By syncing GoPros and utilizing GPS it is demonstrated how to accurately measure time of an observed event.

For example, taking astronomical videos or photos it is usually important to record the time when those captures were made. Both professional and amateur astronomers interested in especially eclipses or occultations, such as the Moon passes in front of a star, have ever invented many kind of timekeeping devices for this purpose. Needless to say the more exact, the more preferable.

The post proposes a new convenient method to keep time whose precision is within several milliseconds or the duration of one video frame.

The idea is based on the following facts:

  • Any number of GoPro cameras can be genlocked or in sync by every frame and scan line to a timing generator.
  • Some GPS receiver can output a pulse-per-second (1PPS) signal that have an accuracy of nanoseconds.

Unfortunately we cannot synchronize these two signals, the ones from the genlocking source and the 1PPS. However, we can easily record both of them together by visualizing the latter using LED and pointing one of all cameras in sync with the former to the LED.

In the rest of the post we will perform an experiment to confirm that the precision is kept within one frame while capturing videos.

Measurement

To assure perfectness of the sync we use the following equipments:

3 cameras in single dongle configuration
  • 3 GoPro Hero 3+ Black
  • 2 MewPro
  • 1 Genlock Dongle
2 GPS receivers capable of 1PPS signal output
Microcontroller boards, OLED (Organic Light-Emitting Diodes) character displays and LEDs
These are required for displaying GPS time in a form of hh:mm:ss (hh=hour, mm=minute, ss=second) and every zero second.
MacBook Air
To show the NTP Internet time for intuitive reference.

————

◆ Task requirements ◆
Retype the passage of the GoPro timekeeping text starting with "The idea is" and going on through "a timing generator.".

◆ Provided data ◆
————

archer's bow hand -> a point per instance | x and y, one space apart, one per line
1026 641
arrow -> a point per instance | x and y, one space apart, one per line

————

◆ Answer for the task ◆
The idea is based on the following facts:

  • Any number of GoPro cameras can be genlocked or in sync by every frame and scan line to a timing generator.